▸ WORK INSTRUCTIONS:
Pick out every line of the material below that contains the word "brown" and copy each one in full. Case counts.

▸ Dataset records:
_ _ _ _

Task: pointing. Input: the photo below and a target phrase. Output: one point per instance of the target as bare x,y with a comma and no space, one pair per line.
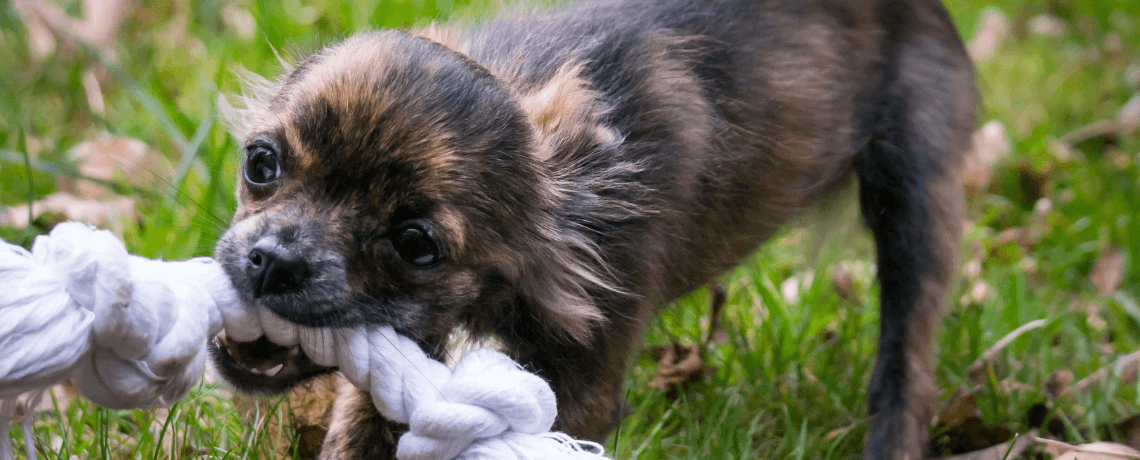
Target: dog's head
391,180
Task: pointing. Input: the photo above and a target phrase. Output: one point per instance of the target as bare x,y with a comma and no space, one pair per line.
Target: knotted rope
130,331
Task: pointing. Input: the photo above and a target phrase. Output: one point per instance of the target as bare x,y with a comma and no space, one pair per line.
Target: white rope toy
131,333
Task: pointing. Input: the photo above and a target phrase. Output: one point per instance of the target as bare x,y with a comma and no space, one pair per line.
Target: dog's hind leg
911,197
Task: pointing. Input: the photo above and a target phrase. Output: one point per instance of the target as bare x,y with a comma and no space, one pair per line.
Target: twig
978,366
1129,364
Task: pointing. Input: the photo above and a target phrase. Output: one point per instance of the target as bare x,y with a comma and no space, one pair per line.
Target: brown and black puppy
551,180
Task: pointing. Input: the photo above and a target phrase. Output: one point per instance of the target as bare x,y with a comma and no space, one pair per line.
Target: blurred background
107,115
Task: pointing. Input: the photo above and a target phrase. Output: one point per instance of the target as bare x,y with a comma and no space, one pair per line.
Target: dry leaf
1106,273
1132,74
1003,451
1017,235
790,287
844,285
110,213
716,335
311,404
979,290
1047,25
993,27
110,155
1129,116
1129,364
47,22
1058,383
977,369
1090,451
990,145
680,367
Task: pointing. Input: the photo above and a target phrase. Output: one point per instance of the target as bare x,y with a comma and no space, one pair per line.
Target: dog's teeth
273,371
278,330
319,345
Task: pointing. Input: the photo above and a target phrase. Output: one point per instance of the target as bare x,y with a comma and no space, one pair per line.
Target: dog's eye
262,165
415,244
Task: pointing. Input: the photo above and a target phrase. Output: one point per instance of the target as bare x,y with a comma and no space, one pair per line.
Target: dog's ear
567,115
244,113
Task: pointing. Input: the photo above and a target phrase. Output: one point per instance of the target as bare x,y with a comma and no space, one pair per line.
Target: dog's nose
274,269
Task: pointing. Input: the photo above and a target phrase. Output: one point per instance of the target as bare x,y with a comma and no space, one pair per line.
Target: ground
1051,235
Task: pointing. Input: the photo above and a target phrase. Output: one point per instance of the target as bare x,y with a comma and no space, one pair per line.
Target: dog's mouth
262,367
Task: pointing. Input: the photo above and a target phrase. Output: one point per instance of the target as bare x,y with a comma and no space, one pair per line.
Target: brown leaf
1016,235
716,335
1106,273
1058,383
1128,364
790,287
1129,116
977,369
110,213
844,284
1090,451
680,367
1047,25
1003,451
962,405
110,155
990,146
48,22
970,435
1129,430
993,27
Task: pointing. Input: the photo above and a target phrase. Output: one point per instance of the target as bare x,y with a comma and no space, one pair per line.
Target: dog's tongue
266,358
319,344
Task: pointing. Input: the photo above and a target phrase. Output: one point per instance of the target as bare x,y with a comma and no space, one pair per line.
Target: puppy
553,179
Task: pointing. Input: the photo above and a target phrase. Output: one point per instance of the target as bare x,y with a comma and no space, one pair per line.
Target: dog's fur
568,173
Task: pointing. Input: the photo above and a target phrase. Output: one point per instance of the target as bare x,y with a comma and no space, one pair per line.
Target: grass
790,380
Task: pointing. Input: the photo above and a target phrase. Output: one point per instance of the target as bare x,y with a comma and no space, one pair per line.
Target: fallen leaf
970,435
311,407
716,335
1047,25
1129,430
1132,74
48,22
979,290
680,367
110,213
1091,451
977,369
790,287
1017,235
1129,116
1058,383
990,146
962,405
1003,451
993,27
1128,364
1033,182
108,156
1106,272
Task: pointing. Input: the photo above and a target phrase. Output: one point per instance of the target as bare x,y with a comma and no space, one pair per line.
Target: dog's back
735,116
616,155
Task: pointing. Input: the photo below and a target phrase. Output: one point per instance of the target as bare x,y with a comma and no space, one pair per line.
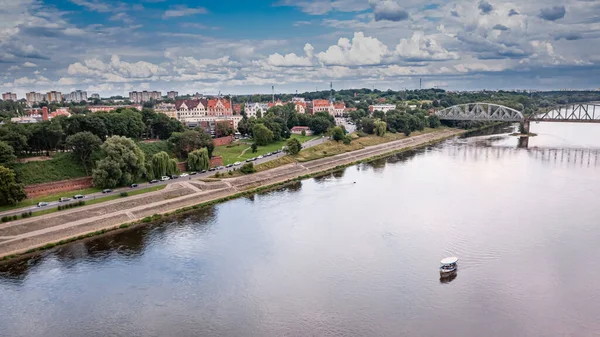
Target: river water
351,254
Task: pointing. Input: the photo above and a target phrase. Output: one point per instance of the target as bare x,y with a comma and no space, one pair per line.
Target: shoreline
200,195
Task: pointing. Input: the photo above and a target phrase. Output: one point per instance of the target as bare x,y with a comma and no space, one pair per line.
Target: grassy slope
62,166
232,153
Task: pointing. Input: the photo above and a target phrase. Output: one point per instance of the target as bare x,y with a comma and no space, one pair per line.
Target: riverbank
31,235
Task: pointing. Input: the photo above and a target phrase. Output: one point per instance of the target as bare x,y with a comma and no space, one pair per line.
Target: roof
449,260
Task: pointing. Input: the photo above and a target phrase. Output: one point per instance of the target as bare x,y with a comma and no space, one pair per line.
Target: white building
76,96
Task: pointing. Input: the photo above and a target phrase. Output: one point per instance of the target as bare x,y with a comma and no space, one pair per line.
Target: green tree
380,128
83,145
434,121
262,135
10,191
123,163
338,134
185,142
7,154
198,160
293,146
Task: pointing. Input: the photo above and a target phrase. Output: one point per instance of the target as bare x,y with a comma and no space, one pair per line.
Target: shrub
247,168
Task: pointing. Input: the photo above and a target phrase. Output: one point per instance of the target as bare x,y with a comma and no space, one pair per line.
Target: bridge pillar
524,127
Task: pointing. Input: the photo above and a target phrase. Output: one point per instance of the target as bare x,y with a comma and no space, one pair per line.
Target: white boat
448,266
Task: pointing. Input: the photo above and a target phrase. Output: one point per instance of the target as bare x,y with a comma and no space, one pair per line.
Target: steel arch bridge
489,112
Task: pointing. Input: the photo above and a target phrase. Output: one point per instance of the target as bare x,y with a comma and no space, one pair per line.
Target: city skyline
113,48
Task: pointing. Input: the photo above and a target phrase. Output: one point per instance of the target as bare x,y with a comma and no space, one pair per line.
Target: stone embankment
23,235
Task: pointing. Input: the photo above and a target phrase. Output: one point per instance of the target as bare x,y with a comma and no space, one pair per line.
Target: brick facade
57,187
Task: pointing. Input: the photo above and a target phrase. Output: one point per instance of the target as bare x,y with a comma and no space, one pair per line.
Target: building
34,97
297,130
219,107
321,105
76,96
168,109
144,96
9,96
381,107
53,96
300,107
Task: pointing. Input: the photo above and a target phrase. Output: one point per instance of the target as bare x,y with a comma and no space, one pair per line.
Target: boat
448,266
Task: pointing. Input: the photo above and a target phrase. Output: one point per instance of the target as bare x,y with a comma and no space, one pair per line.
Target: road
140,186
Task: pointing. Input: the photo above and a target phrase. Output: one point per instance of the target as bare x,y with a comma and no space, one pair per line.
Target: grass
49,198
233,152
61,167
100,199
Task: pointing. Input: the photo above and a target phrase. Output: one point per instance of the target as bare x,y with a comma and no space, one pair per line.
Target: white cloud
179,11
362,50
422,48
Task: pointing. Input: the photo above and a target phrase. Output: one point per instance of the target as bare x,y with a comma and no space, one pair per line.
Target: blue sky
239,47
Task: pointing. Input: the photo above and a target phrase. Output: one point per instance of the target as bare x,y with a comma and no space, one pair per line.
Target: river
354,253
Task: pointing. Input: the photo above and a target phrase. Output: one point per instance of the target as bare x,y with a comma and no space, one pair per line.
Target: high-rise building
54,96
76,96
34,97
144,96
9,96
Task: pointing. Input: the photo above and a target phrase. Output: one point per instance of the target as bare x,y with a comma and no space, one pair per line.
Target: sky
247,46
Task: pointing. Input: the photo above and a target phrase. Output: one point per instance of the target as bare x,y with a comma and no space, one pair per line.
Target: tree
123,163
223,129
83,145
7,154
10,191
198,160
338,134
262,135
185,142
380,128
293,146
368,125
434,121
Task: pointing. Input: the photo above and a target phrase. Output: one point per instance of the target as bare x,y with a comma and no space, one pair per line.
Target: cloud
389,10
421,48
182,10
485,7
362,50
553,13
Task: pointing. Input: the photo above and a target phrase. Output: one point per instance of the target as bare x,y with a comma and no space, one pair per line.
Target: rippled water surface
351,254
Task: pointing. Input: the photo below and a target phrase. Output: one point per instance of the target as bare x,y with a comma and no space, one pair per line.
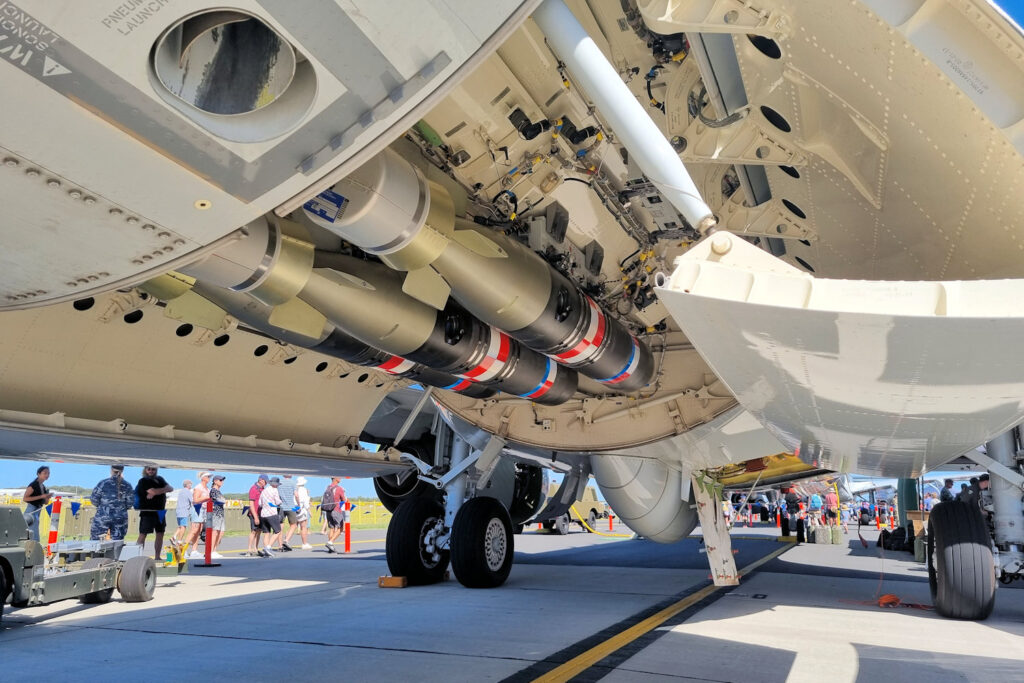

_ _ _ _

▸ REPLY:
Target: brown and black puppy
Target: brown leaf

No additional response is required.